A Questão da Unidade (Uma Perspectiva Libertária)

mar 1, 2018 | Artigos e Publicações, Notícias, Opinião PIRATA | 0 Comentários

por Carlos Cox*

Em uma democracia, a vontade da maioria é vista superficialmente como algo monolítico, quando na verdade nunca o é. Devido às limitações psiônicas de nossa espécie, democracias são construídas na base de consensos formados entre múltiplos grupos e indivíduos, que abrem mão de suas divergências particulares momentaneamente para assumir um acordo a partir de suas convergências. O mito do Consenso Perfeito portanto, é uma premissa perigosa e homogeneizadora.

O princípio do Fascismo, por exemplo, é de impor a homogeneidade fazendo com todos se submetam ao Estado enquanto este, por sua vez, se submete ao Mercado. O Fascismo é uma perversão reacionária do Socialismo Autoritário. Em contrapartida, uma sociedade anarquista, teria que ser uma sociedade libertária, sem opressão, sem imposições, exceto nas circunstâncias lógicas que tais atitudes se tornassem necessárias para a preservação do próprio conceito de liberdade. Tolerar a intolerância é cumplicidade. Não coibir opressões é legitimá-las.

Uma sociedade libertária se constrói e se sustenta a partir da livre formação de consensos. E uma coisa muito relevante para o próprio conceito de consenso é que tais consensos, tais acordos, têm uma dimensão primariamente objetiva. “O combinado não sai caro” é uma expressão popular que materializa essa afirmação.

Objetividade e Subjetividade

É certo que indvíduos e também grupos e até organizações, são entidades carregadas de subjetividade. E é possível encontrar e analisar subjetividades e “intenções” em qualquer acordo. Portanto, mesmo sendo primariamente objetivos, nenhum consenso será suficiente para dar conta de todas as possibilidades. Da mesma maneira que a própria ciência jamais formará certezas absolutas por sua propriedade intrínseca de ter que sempre estar aberta a novas investigações.

Mas, embora os acordos, os consensos e até as verdades científicas sejam inerentemente imperfeitos e passíveis de mudança e aprimoramento, não deixam de ser circunstancialmente válidos e nem de configurar a melhor metodologia que temos até o momento para administrar as incertezas.

É curioso e até risível, ou talvez nefasto que o discurso padrão do Sistema Estatal-Capitalista atribui para si as virtudes libertárias do processo democrático quando seus apologistas recitam o velho adágio de que “pode não ser perfeito, mas é o melhor que já foi inventado até o momento”, dando a entender subjetivamente que o simulacro de liberdade que algumas classes privilegiadas vivenciam representa a verdadeira liberdade e não uma versão degenerada dela. Se há qualquer democracia no Sistema atual, isso ocorre apesar dele, não devido a ele.

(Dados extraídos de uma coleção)
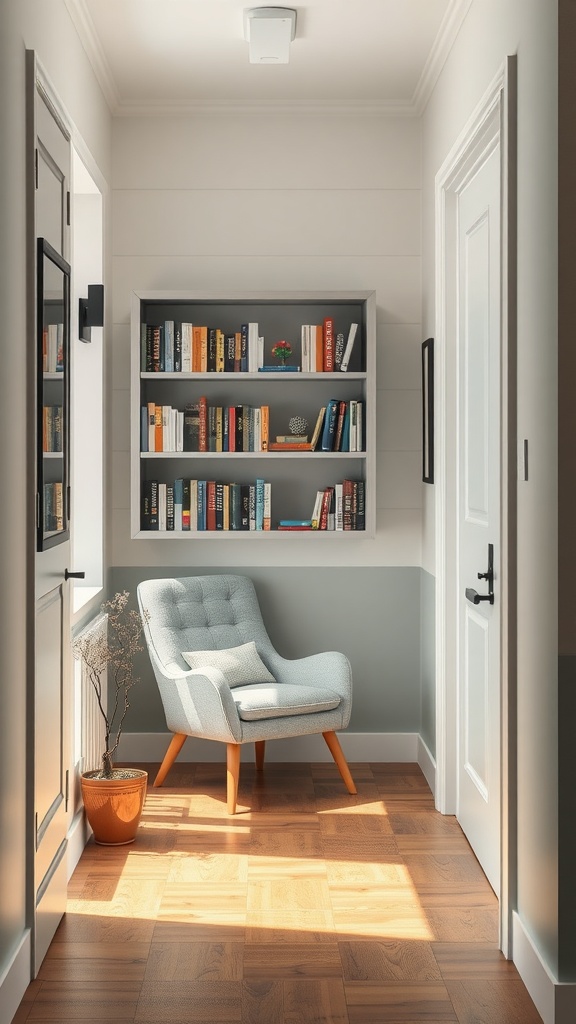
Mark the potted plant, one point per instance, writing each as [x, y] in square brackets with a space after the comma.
[113, 797]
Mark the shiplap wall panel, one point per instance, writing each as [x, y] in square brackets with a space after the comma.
[263, 153]
[250, 222]
[262, 204]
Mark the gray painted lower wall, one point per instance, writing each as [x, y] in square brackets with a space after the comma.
[370, 613]
[427, 659]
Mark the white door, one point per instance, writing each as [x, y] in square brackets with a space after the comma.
[479, 342]
[51, 598]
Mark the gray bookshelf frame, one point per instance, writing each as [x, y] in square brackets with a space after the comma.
[290, 470]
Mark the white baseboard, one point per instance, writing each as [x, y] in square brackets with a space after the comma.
[15, 979]
[78, 836]
[554, 1000]
[427, 764]
[151, 747]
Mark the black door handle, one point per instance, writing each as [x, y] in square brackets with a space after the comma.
[472, 595]
[476, 598]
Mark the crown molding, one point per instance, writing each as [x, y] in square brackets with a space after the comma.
[307, 110]
[444, 41]
[449, 29]
[89, 38]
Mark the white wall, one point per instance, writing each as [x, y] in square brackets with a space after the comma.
[263, 203]
[44, 26]
[492, 30]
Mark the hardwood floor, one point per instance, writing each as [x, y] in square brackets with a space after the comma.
[310, 906]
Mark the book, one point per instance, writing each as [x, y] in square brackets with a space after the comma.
[245, 507]
[161, 506]
[259, 504]
[188, 335]
[186, 505]
[203, 429]
[177, 347]
[315, 518]
[264, 428]
[220, 353]
[236, 507]
[338, 350]
[170, 506]
[266, 523]
[338, 524]
[288, 446]
[350, 346]
[318, 428]
[339, 426]
[153, 520]
[193, 487]
[192, 428]
[169, 346]
[279, 369]
[329, 429]
[178, 496]
[324, 508]
[328, 335]
[219, 506]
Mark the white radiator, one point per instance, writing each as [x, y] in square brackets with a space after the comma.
[91, 728]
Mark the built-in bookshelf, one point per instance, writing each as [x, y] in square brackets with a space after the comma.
[227, 444]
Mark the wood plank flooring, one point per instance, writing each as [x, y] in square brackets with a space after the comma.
[310, 906]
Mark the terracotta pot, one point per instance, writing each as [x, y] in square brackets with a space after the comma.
[114, 806]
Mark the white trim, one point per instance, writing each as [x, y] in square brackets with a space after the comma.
[474, 143]
[400, 747]
[78, 835]
[427, 764]
[412, 108]
[82, 20]
[456, 162]
[15, 979]
[449, 29]
[554, 1000]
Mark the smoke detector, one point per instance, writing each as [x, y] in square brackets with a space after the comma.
[270, 32]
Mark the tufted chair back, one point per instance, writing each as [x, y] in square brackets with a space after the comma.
[209, 612]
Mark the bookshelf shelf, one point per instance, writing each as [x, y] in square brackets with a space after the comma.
[293, 477]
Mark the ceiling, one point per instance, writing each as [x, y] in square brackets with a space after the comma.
[190, 55]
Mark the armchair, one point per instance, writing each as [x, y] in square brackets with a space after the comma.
[235, 687]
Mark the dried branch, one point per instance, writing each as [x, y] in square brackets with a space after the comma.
[112, 650]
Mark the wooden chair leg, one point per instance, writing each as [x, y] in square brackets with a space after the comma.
[233, 775]
[174, 749]
[341, 763]
[260, 747]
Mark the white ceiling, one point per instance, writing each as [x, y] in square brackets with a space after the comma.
[354, 55]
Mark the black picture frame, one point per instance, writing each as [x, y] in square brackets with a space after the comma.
[52, 442]
[427, 411]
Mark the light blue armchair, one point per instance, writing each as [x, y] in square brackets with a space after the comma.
[232, 685]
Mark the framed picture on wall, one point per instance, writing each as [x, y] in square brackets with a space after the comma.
[427, 411]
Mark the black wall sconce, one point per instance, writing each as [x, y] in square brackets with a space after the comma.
[90, 311]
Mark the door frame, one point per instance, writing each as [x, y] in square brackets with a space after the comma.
[493, 122]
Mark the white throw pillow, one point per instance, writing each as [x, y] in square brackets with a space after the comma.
[238, 665]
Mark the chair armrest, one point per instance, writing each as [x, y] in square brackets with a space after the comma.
[330, 669]
[199, 704]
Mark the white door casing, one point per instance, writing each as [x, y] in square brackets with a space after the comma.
[491, 126]
[50, 687]
[478, 538]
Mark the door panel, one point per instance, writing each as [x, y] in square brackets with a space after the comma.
[51, 690]
[479, 512]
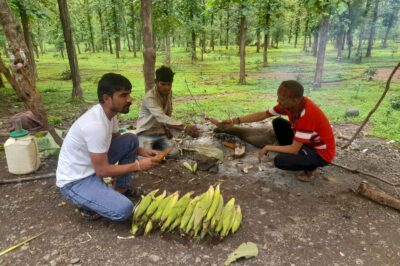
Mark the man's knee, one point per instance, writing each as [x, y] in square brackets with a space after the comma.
[124, 211]
[132, 140]
[281, 162]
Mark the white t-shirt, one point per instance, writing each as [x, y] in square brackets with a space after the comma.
[92, 132]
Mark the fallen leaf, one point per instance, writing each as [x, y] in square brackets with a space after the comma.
[246, 250]
[295, 219]
[330, 180]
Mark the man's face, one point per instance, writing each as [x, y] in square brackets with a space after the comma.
[121, 101]
[164, 87]
[287, 103]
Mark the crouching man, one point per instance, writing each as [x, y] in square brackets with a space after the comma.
[91, 150]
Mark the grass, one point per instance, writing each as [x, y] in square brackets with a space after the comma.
[214, 84]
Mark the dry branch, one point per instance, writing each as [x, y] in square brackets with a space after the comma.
[366, 174]
[373, 109]
[378, 196]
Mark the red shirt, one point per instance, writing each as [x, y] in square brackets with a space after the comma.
[311, 127]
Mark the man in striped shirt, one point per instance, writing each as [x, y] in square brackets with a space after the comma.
[306, 141]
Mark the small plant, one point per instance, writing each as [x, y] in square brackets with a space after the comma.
[66, 75]
[370, 73]
[395, 103]
[358, 89]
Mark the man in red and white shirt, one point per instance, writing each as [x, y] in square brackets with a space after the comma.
[306, 140]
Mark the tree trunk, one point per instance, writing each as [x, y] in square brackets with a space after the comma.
[266, 40]
[35, 46]
[110, 45]
[340, 45]
[133, 29]
[321, 51]
[290, 32]
[305, 34]
[27, 35]
[297, 29]
[167, 49]
[315, 43]
[23, 79]
[79, 48]
[194, 56]
[258, 38]
[227, 29]
[362, 29]
[117, 38]
[90, 26]
[69, 42]
[212, 32]
[149, 54]
[221, 30]
[349, 41]
[242, 79]
[373, 28]
[103, 36]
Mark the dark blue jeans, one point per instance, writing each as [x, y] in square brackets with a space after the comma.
[92, 193]
[307, 159]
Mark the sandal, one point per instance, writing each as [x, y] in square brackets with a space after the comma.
[308, 176]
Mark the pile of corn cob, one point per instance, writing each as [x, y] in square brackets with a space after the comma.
[196, 217]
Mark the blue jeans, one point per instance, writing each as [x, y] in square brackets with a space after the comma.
[157, 142]
[92, 193]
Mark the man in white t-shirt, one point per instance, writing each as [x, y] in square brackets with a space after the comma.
[91, 150]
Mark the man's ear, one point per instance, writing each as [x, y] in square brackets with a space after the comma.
[106, 98]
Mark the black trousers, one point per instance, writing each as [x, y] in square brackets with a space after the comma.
[307, 158]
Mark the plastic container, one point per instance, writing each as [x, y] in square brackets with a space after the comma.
[22, 154]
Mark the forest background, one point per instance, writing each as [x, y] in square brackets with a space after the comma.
[229, 56]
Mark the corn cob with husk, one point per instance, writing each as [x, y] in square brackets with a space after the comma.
[202, 215]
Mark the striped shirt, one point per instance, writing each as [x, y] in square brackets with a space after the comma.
[311, 127]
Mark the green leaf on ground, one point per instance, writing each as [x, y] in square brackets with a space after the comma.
[246, 250]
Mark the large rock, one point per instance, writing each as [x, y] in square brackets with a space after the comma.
[257, 136]
[352, 112]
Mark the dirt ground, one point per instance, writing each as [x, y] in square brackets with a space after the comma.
[293, 223]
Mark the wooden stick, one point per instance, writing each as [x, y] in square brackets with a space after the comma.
[373, 109]
[365, 173]
[29, 178]
[378, 196]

### [INSTRUÇÕES]
1. Informe quantas linhas das entradas contêm a palavra "door". Responda apenas com o número.
2. Retome o texto sobre a questão da unidade numa perspectiva libertária, continuando a partir da última frase apresentada.

### [RESPOSTAS DOS EXERCÍCIOS]
1. 5

2.
Dito isso, não podemos ser ingênuos com relação a nenhum sistema. Não é libertário evitar ou proibir o questionamento a qualquer ideia. E é por isso que em uma sociedade anarquista é esperado e simplesmente lógico que existam diversas ideias e propostas sobre como tal socieade deve se organizar. O mito da perfeita Democracia, de uma Vontade Popular, de uma Opinião Pública e em suma da Unidade ideológica e política, ignora de forma ingênua, proposital ou acidental, que tal fenômeno depende da cooperação dos indivíduos que formam a coletividade, e da supressão condicional de suas divergências (frequentemente a partir da autocensura).

Se tal fenômeno for analisado em um microscópio psíquico, diversas variáveis serão encontradas. As mais diversas motivações podem estar por trás do posicionamento de um indivíduo, sejam tão objetivas quanto o alinhamento ideológico com uma proposta específica, quanto subjetivas como a pressão social de se conformar ou até a influência inefável do grau de conforto dos calçados que está vestindo no momento. Uma pessoa pode estar concordando com algo por motivos objetivos e racionais ou sociais, por preguiça, ignorância ou até algum equívoco. Um dos motivos para o mito do Consenso ser tão sedutor é que desejamos íntimamente que o outro veja o mundo com nossos olhos, e, no entanto, esse ideal jamais será alcançavel em sua completude.

Horizontalidade

Uma das ideologias que surgem desse tipo de premissa é a da busca pela Horizontalidade. Tal proposta é essencialmente benevolente e apresenta o conceito de um sistema politicamente igualitário que se baseia na suposição equivocada de ser possível atingir consensos perfeitos se for implantada de forma absolutista. Igualmente, os ideais de justiça, verdade, bondade, convivência pacífica, etc, são certamente valores dignos de esforço, mas também exigem razoabilidade em sua aplicação, caso contrário podem se tornar o oposto do que representam.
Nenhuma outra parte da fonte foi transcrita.